_TEXT SHOWN_:

Birkenstock Holding plc

47 Esplanade

St. Helier

Jersey JE1 OBD

Dear All,

Birkenstock Holding plc (the “Company”): Birkenstock Holding plc 2023 Employee Share Purchase Plan (the ‘‘ESP’’) and the Birkenstock Holding plc 2023 Omnibus Incentive Plan (the ‘‘OIP’’) (the ESP and OIP together the ‘‘Plans”).

 

1.

BACKGROUND

We have acted as Jersey legal advisers to the Company in connection with the registration statement on Form S-8 dated October 13, 2023 (the “Form S-8”). Under the Plans, the Company has granted, and may from time to time grant, awards relating to Plan Shares (as defined below) to employees, employee directors, non-employee directors, consultants, and/or advisors of the Company or one of its subsidiaries or affiliates.

 

2.

Saved entries
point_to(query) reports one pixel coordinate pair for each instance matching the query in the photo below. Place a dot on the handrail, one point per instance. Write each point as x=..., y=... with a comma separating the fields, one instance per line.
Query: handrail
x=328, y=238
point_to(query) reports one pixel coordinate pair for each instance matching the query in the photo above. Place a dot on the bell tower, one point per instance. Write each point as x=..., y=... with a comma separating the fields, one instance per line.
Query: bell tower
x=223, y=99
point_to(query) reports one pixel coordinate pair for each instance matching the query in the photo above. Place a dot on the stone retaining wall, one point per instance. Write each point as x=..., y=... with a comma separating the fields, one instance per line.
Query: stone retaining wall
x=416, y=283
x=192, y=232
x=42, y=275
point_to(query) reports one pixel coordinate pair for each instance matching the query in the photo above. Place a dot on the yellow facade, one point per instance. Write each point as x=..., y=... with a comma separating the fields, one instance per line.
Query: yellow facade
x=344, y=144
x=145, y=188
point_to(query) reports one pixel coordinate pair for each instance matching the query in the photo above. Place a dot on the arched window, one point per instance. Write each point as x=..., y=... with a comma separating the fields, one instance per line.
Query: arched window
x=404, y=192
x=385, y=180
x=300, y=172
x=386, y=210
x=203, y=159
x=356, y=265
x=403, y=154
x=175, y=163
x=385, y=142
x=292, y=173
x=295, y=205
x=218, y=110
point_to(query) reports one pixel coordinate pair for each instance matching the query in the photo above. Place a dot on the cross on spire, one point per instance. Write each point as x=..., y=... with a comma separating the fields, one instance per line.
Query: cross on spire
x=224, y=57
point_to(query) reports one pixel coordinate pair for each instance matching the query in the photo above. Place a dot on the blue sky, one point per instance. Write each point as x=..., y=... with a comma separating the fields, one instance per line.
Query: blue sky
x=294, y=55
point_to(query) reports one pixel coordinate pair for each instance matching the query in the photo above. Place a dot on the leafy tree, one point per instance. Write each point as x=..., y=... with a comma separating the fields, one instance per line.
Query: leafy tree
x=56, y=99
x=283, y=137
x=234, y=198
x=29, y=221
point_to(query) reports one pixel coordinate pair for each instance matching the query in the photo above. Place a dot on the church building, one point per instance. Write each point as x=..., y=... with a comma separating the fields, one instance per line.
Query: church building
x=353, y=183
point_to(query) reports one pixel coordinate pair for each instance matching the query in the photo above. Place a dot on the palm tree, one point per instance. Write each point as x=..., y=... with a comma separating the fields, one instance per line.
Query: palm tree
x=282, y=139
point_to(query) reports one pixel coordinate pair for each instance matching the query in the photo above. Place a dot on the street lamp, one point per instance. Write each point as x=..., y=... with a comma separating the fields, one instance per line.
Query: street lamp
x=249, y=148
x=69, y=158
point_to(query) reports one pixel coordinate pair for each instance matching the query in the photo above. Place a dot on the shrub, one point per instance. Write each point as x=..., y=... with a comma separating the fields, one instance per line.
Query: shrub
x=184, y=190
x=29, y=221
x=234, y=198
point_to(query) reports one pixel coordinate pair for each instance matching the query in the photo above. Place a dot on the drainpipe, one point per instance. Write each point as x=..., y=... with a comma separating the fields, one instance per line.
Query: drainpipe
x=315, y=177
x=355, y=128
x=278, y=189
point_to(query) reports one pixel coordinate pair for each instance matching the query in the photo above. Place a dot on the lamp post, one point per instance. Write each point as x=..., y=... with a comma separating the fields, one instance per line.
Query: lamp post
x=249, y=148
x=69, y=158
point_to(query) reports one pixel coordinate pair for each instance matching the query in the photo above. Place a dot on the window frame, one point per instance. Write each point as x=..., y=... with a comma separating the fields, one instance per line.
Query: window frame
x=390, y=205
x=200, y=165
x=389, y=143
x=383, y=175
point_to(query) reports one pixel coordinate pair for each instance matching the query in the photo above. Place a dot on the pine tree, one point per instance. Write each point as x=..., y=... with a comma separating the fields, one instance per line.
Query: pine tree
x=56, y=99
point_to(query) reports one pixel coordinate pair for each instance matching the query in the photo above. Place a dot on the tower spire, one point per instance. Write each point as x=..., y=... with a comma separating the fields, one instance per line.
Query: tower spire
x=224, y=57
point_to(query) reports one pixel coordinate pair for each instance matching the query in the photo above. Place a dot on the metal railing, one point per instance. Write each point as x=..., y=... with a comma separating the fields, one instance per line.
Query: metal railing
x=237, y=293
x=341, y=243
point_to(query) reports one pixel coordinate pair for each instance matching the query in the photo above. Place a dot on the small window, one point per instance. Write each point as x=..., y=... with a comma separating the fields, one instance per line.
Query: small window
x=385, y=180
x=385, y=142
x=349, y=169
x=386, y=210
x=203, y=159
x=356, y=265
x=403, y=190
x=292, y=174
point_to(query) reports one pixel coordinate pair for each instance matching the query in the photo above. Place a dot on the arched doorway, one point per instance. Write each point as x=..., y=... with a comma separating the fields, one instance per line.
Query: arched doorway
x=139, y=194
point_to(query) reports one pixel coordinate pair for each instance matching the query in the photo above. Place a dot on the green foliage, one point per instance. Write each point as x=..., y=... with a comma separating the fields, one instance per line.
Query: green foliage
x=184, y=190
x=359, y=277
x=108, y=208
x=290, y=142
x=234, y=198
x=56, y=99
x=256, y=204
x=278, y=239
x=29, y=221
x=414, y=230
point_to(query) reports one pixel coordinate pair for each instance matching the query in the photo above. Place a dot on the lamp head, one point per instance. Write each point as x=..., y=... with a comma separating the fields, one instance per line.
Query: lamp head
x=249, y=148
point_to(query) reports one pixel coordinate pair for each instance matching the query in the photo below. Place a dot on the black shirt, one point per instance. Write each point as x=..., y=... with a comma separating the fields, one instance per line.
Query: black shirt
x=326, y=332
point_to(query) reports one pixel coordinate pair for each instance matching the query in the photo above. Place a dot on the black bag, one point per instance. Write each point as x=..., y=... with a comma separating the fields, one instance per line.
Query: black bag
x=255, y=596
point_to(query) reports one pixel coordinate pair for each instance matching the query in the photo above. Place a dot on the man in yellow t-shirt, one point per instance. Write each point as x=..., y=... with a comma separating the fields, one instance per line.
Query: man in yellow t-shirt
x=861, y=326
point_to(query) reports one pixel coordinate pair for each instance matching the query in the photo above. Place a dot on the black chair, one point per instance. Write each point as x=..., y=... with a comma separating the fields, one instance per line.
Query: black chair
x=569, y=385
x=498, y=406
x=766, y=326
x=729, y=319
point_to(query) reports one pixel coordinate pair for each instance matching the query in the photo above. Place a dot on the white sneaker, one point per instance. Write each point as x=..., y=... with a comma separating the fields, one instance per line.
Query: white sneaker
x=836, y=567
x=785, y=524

_PROBLEMS AND TASKS_:
1: What date does the letter give for the registration statement on Form S-8?
2: Print the letter's text starting with "We have acted" and going on through "subsidiaries or affiliates.".
Please set the records aside, since nothing here depends on them.

_RESULTS FOR THE EXERCISE_:
1: October 13, 2023.

2:
We have acted as Jersey legal advisers to the Company in connection with the registration statement on Form S-8 dated October 13, 2023 (the “Form S-8”). Under the Plans, the Company has granted, and may from time to time grant, awards relating to Plan Shares (as defined below) to employees, employee directors, non-employee directors, consultants, and/or advisors of the Company or one of its subsidiaries or affiliates.